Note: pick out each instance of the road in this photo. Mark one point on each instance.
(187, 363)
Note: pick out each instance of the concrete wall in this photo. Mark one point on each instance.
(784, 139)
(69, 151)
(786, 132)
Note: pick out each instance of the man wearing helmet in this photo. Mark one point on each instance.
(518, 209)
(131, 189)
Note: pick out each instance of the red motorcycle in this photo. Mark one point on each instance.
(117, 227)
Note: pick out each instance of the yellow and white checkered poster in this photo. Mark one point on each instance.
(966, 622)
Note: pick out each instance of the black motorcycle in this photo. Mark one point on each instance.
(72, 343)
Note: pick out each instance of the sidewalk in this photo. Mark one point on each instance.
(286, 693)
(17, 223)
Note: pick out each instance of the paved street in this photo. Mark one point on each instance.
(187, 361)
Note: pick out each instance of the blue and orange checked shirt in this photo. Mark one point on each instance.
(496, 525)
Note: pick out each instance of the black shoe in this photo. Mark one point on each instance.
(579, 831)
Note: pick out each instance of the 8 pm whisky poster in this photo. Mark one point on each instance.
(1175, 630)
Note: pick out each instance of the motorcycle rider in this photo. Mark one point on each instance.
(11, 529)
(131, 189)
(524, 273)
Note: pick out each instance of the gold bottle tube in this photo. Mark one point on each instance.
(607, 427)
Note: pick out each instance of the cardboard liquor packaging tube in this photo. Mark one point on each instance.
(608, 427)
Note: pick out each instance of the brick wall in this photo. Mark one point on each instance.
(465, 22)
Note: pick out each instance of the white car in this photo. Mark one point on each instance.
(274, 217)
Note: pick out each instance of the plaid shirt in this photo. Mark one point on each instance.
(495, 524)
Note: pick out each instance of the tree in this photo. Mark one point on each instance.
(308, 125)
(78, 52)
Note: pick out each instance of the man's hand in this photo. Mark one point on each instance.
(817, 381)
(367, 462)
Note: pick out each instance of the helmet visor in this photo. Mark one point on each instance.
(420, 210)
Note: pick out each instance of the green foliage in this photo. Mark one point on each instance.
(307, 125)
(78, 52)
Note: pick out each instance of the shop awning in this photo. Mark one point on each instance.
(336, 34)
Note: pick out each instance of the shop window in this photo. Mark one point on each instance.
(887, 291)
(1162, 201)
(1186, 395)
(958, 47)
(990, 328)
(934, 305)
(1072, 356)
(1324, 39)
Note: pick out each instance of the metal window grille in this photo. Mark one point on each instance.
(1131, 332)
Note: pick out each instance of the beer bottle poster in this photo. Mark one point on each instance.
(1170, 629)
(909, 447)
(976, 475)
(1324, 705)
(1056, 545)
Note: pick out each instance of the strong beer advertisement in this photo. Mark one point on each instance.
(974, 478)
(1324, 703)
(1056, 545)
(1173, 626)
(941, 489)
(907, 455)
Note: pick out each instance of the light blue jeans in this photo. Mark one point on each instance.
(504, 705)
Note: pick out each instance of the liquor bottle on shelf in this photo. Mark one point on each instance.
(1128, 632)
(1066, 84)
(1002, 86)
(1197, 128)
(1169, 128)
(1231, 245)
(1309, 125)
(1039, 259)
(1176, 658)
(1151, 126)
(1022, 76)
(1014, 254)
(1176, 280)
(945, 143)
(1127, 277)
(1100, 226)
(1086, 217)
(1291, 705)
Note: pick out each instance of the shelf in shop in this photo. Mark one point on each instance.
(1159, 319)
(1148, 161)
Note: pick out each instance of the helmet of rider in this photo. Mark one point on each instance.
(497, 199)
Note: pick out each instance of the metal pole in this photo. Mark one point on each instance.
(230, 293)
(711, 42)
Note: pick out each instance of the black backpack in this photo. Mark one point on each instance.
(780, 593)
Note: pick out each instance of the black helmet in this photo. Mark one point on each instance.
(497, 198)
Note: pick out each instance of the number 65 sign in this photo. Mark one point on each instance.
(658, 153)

Task requirements
The records shown earlier should all be returned verbatim.

Response box
Note: pick out each instance of the road in this photo. Mark one point on each instance.
(187, 363)
Note: pick out each instance of the concrete wall in this photo. Mark one point on each instance.
(784, 139)
(69, 151)
(786, 132)
Note: pick out each instance of the man wearing helmet in this photo. Mark one point on each instance.
(518, 209)
(131, 189)
Note: pick out each instance of the red motorcycle in this photo. Mark one point on each instance.
(117, 227)
Note: pick out each instance of the yellow and white checkered poster in this photo. Mark one point on each instance.
(966, 622)
Note: pick out each instance of the black motorcycle in this photo. Mark one point on each instance.
(72, 343)
Note: pick out each instance of the sidewalk in this photo. Mark one point on each instance.
(286, 693)
(17, 223)
Note: pick out each instance of the paved street in this photo. Mark one point on each instance.
(187, 361)
Note: pick out each instance of the blue and orange checked shirt in this photo. Mark one point on each instance.
(496, 525)
Note: pick out each instance of the black shoe in this photo. Mark one point on each instance.
(579, 831)
Note: pick out each instance of the 8 pm whisky poster in this photo. Mark one point on each instance.
(1175, 630)
Note: pick out each instance of the motorcycle rider in this photo. Mark one point on each instance.
(11, 529)
(131, 189)
(524, 273)
Note: pick out each instance of the gold bottle tube in this photo. Mark one point on each instance.
(607, 427)
Note: pick out each instance of the cardboard liquor packaging tube in this photo. Mark one point on each instance.
(608, 427)
Note: pick out each instance of the brick wall in this photo. Mark one point on each instance.
(465, 22)
Note: pick out each instance of the white car in this photo. Mark one point on each instance.
(274, 217)
Note: pick out each instance of the plaid shirt in this photo. Mark one point on each instance.
(495, 524)
Note: pick out each instance of the tree in this photo. Mark one point on each instance.
(308, 125)
(78, 52)
Note: pick out each instance of the man's hand in this photo. Mark one point on each instance.
(817, 381)
(367, 462)
Note: pick out each instance of the helmet visor in this photo. Mark one point on each instance.
(420, 210)
Note: pick out each instance of the green foliage in this photo. Mark one point on each instance.
(307, 125)
(78, 52)
Note: pick out each instance of the shop awning in this photo. Mark one point on each instance.
(336, 34)
Note: pick out each instance of the shop window in this photo. Mark one point on each instance.
(887, 291)
(1162, 201)
(1186, 395)
(958, 47)
(990, 328)
(934, 305)
(1072, 356)
(1324, 39)
Note: pick out each instance of the metal window grille in this photo. Mark one point on each instance.
(1131, 332)
Note: pick out each instance of the beer bottle poster in this photo. Mark one point on each instance.
(1170, 629)
(909, 447)
(976, 475)
(1324, 705)
(1056, 545)
Note: pick out each instance of the strong beer advertisement in this photo. Mark one point on each instance.
(974, 478)
(1324, 703)
(1056, 545)
(1173, 626)
(941, 489)
(907, 455)
Note: pick out each instance of the light blue jeans in this photo. Mark one point on each instance.
(504, 705)
Note: pick out each instance of the liquor bottle on shelf in this photo. Mark one point on each instance.
(1128, 632)
(1066, 84)
(1002, 86)
(1197, 128)
(1169, 128)
(1231, 245)
(1309, 125)
(1039, 259)
(1176, 658)
(1151, 126)
(1022, 76)
(1014, 254)
(1176, 280)
(945, 143)
(1127, 277)
(1100, 226)
(1086, 217)
(1291, 705)
Note: pick out each instance of the shelf in shop in this photo. Mark one point on each instance.
(1159, 319)
(1148, 161)
Note: pick out each instance of the helmet of rider in this photo. Mark one point on each instance.
(497, 199)
Note: pick out each instance of the metal pole in this photo. Mark one point on each instance.
(230, 293)
(711, 42)
Note: pick out each instance of the black backpack in this photo. Mark one point on each instance.
(780, 593)
Note: pick out each instance of the black helmet in this photo. Mark one point on each instance.
(497, 198)
Note: pick out each instance of the number 65 sign in this photo. Mark one point on each instance.
(658, 153)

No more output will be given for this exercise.